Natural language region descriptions
--- START ---
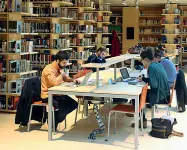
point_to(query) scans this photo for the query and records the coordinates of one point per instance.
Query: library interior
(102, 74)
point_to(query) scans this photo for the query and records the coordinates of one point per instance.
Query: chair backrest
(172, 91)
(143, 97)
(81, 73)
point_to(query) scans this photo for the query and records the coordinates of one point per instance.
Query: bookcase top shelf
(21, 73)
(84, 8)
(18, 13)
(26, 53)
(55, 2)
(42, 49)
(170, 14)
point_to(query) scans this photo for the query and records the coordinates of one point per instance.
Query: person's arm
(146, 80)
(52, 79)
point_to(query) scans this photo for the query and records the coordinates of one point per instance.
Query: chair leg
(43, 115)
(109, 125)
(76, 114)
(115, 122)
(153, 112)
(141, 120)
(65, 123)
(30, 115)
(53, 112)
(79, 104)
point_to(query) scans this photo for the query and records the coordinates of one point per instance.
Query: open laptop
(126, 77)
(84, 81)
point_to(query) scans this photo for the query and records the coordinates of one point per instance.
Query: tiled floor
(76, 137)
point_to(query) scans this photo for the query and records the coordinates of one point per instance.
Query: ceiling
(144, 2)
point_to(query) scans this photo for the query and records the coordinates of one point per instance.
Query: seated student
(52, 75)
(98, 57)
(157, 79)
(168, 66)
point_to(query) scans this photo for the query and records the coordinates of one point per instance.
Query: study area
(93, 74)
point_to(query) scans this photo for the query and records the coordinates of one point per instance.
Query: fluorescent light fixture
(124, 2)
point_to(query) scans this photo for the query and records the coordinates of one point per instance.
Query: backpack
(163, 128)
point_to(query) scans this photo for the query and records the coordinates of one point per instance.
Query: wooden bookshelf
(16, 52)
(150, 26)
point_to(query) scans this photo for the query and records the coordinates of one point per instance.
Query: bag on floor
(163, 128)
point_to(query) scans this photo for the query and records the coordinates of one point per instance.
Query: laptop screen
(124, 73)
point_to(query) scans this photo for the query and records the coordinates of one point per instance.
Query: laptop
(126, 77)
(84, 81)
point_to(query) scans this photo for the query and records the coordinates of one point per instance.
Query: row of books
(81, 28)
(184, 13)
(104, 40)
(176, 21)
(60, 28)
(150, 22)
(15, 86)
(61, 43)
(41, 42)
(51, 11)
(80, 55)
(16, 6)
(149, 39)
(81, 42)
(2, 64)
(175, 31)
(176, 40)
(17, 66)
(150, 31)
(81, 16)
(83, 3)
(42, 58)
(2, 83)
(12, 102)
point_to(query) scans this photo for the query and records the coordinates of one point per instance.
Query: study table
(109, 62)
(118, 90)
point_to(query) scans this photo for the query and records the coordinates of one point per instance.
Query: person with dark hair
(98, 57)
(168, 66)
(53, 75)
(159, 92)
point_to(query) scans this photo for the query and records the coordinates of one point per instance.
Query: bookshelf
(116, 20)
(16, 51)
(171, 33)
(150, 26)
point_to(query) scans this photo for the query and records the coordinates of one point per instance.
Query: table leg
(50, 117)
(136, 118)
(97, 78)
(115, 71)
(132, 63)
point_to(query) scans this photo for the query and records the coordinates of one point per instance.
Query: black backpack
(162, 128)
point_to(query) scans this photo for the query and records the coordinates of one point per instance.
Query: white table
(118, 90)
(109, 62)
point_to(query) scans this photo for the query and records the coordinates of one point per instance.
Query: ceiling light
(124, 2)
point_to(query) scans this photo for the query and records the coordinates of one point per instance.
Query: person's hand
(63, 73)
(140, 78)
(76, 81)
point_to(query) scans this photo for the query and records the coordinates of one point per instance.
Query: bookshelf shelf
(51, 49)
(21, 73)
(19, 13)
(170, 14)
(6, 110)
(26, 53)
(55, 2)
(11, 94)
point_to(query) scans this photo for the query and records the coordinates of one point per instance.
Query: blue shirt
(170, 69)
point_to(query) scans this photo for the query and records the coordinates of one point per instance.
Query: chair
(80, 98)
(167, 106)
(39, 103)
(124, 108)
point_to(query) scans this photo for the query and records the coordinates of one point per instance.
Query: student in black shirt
--- END ---
### Task item
Images are to be left out when the records above are written out again exactly.

### Expected answer
point_to(query) scans this photo for the query and records the coordinates of one point per instance.
Query: library interior
(102, 74)
point_to(query) scans this photo for the query and records the coordinates of one point per instance.
Query: chair backrest
(172, 91)
(143, 97)
(81, 73)
point_to(query) scans this photo for the query and records the coordinates of one point per instance.
Query: bookcase top shelf
(21, 73)
(84, 8)
(18, 13)
(26, 53)
(55, 2)
(42, 49)
(170, 14)
point_to(query) scans this photo for the query and records the coordinates of one point per instance.
Query: person's arm
(146, 80)
(52, 79)
point_to(query) scans this photo for the query and records the coordinates of one point per instance.
Query: chair leg
(43, 115)
(109, 125)
(76, 114)
(115, 122)
(153, 112)
(141, 120)
(65, 123)
(30, 115)
(53, 112)
(79, 104)
point_to(query) scans this photo for the query and records the coordinates of one point per instance.
Query: open laptop
(126, 77)
(84, 81)
point_to(query) scans this photo for the query and records the coordinates of one point per instance.
Query: tiled floor
(76, 137)
point_to(query) scans this photo for the query and records the coordinates of one point per instance.
Query: ceiling
(144, 2)
point_to(query) scans this photo for the query and records the coordinates of one point per instance.
Query: seated student
(52, 75)
(98, 57)
(157, 79)
(168, 66)
point_to(query) scans this photo for the query and records the coordinates of one point per instance.
Query: study area
(93, 74)
point_to(query) scans this photo for the query and records the coordinates of one point per instance.
Query: fluorescent light fixture
(124, 2)
point_to(query) scans this photo for the query and records the coordinates of one point per instance.
Query: backpack
(163, 128)
point_to(query) scans this photo for the query and records the coordinates of one point per instance.
Query: wooden bookshelf
(16, 52)
(150, 26)
point_to(query) scans this photo for the query and records the coordinates of one point per instance.
Query: bag on floor
(163, 128)
point_to(query) scans this photo for the query and records the coordinates of one point per instance.
Query: laptop screen
(124, 73)
point_to(query) scans this photo for the query and records the coordinates of one point per instance.
Query: laptop
(126, 77)
(84, 81)
point_to(query) scans this photo for the query and records the coordinates of one point per instance.
Query: row of books
(81, 28)
(184, 13)
(104, 40)
(176, 21)
(60, 28)
(150, 22)
(15, 86)
(61, 43)
(41, 42)
(51, 11)
(80, 55)
(16, 6)
(149, 39)
(81, 42)
(2, 64)
(175, 31)
(176, 40)
(17, 66)
(150, 31)
(81, 16)
(83, 3)
(42, 58)
(2, 83)
(12, 102)
point_to(query) scans this photo for the query and records the coordinates of one point per instance.
Query: study table
(109, 62)
(118, 90)
point_to(query) scans this photo for the query and records the coordinates of one point per instance.
Query: person with dark hair
(98, 57)
(168, 66)
(53, 75)
(159, 92)
point_to(query) scans this photo for the query and records the coordinates of one point per instance.
Query: bookshelf
(116, 20)
(16, 51)
(171, 33)
(150, 26)
point_to(query) scans this photo for the query and records the coordinates of one point per instance.
Query: table leg
(50, 117)
(136, 118)
(97, 78)
(115, 71)
(132, 63)
point_to(query) scans this photo for the query and records the coordinates of one point per instance.
Query: black backpack
(162, 128)
point_to(query) scans this photo for the query and records the coordinates of one point per instance.
Query: white table
(118, 90)
(109, 62)
point_to(query) scans this photo for the query and records the coordinates of one point per instance.
Query: ceiling light
(124, 2)
point_to(query) scans this photo for the query and records the coordinates of one point per instance.
Query: person's hand
(63, 73)
(140, 78)
(76, 81)
point_to(query) scans this photo for the query and records the coordinates of one point per instance.
Query: bookshelf shelf
(51, 49)
(21, 73)
(19, 13)
(170, 14)
(6, 110)
(26, 53)
(55, 2)
(11, 94)
point_to(query) scans this photo for the query and records the coordinates of one point per instance.
Query: blue shirt
(170, 69)
point_to(query) scans this photo for the query and records the coordinates of one point per instance.
Query: chair
(80, 98)
(167, 106)
(39, 103)
(124, 108)
point_to(query) scans this photo for the query and records the coordinates of one point per instance.
Query: student in black shirt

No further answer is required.